[Dataset entries]
######
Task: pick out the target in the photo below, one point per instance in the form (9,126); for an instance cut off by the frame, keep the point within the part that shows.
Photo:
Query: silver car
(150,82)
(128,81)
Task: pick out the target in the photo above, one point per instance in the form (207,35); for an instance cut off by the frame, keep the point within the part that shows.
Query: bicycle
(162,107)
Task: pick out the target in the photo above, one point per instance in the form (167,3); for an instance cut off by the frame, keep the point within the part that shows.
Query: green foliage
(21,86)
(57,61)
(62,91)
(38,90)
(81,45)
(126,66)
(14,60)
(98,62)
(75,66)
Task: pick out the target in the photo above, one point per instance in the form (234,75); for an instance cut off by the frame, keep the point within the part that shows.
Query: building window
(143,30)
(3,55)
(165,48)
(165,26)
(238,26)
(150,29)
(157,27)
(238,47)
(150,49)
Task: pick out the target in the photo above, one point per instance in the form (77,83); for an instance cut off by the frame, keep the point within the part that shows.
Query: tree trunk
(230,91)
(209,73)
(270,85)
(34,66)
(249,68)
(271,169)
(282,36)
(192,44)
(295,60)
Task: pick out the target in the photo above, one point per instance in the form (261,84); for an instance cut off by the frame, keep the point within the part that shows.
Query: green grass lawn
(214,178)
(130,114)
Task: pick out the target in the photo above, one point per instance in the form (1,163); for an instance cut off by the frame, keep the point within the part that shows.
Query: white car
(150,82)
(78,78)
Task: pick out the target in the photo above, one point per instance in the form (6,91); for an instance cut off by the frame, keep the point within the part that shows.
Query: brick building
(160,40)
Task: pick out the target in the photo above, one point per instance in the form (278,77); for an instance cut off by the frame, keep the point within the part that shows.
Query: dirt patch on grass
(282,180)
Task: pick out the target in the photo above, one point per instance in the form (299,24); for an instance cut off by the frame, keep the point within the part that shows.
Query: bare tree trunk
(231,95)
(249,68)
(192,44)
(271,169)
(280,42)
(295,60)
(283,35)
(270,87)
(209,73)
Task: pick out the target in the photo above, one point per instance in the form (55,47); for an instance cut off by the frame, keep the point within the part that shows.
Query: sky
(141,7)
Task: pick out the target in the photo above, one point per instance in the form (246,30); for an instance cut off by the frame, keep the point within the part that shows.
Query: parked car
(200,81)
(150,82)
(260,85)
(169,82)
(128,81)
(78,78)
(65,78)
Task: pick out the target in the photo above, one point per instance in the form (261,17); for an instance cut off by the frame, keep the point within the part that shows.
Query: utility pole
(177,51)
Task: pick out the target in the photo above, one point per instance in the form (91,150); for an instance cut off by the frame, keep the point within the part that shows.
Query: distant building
######
* **What is being asked**:
With no line skipped, copy the entries exactly as written.

* **Answer to the exercise**:
Task: pick out the target in the photo below, one point per instance in the form (9,126); for an instance cut off by the frame, keep the point within the part that shows.
Photo:
Query: silver car
(150,82)
(128,81)
Task: pick out the target in the photo above, one point per instance in the form (207,35); for an instance cut off by the frame, keep the point within the part that shows.
Query: bicycle
(162,107)
Task: pick out the target in the photo above, one point per instance in the form (167,3); for an instance cut off by the frame, keep the point within the part that shows.
Query: green foliage
(21,86)
(57,61)
(62,91)
(38,90)
(81,45)
(126,66)
(14,60)
(98,62)
(75,66)
Task: pick out the target in the photo above, one point per instance in the form (234,75); for an instance cut off by the frame, keep the point within the part that shows.
Query: building window
(143,30)
(3,55)
(165,48)
(165,26)
(238,26)
(150,29)
(157,27)
(238,47)
(150,49)
Task: pick out the target in the photo above, one point per instance in the form (77,83); for an instance cut off by the frame, keep the point within the part that shows.
Query: tree trunk
(230,91)
(209,73)
(270,85)
(34,66)
(249,68)
(271,169)
(282,36)
(192,44)
(295,60)
Task: pick out the target in the photo above, one point per instance in the form (261,84); for an instance cut off by the frame, keep the point within the part that shows.
Query: green grass lawn
(214,178)
(130,114)
Task: pick out the target in the photo above, one point per instance in the form (1,163); for an instance cut off by the frame, keep the point within the part that shows.
Query: white car
(150,82)
(78,78)
Task: pick out the target in the photo above, one point per instance in the form (6,91); for an instance cut off by the frame, keep the point within the part that shows.
Query: brick building
(160,40)
Task: pick out the target in the photo above, one point per instance in the form (278,77); for an instance cut off by the frame, keep the point within the part that shows.
Query: dirt patch on grass
(282,180)
Task: pick out the target in the photo above, one point per instance in the form (299,24); for an instance cut off by the frame, keep the point within the part that shows.
Query: bare tree trunk
(231,95)
(249,68)
(192,44)
(271,169)
(280,42)
(295,60)
(283,35)
(270,87)
(209,73)
Task: pick out the target in the photo above, one point per instance in the form (55,47); for an instance cut off by the frame, keep the point within the part that shows.
Query: sky
(141,7)
Task: pick out the target in the photo above, one point per instance in the form (246,30); for an instance cut off by the frame, keep the point within the part that shows.
Query: parked car
(200,81)
(150,82)
(260,85)
(169,82)
(128,81)
(78,78)
(65,78)
Task: pick out the target in the photo above, one point per instance in the form (261,17); for an instance cut off by the frame, keep the point within the part that shows.
Query: utility pole
(177,51)
Task: pick out the target in the photo above, one point per instance in the form (91,150); for an instance cut off by the frame, keep the point within the part that shows.
Query: distant building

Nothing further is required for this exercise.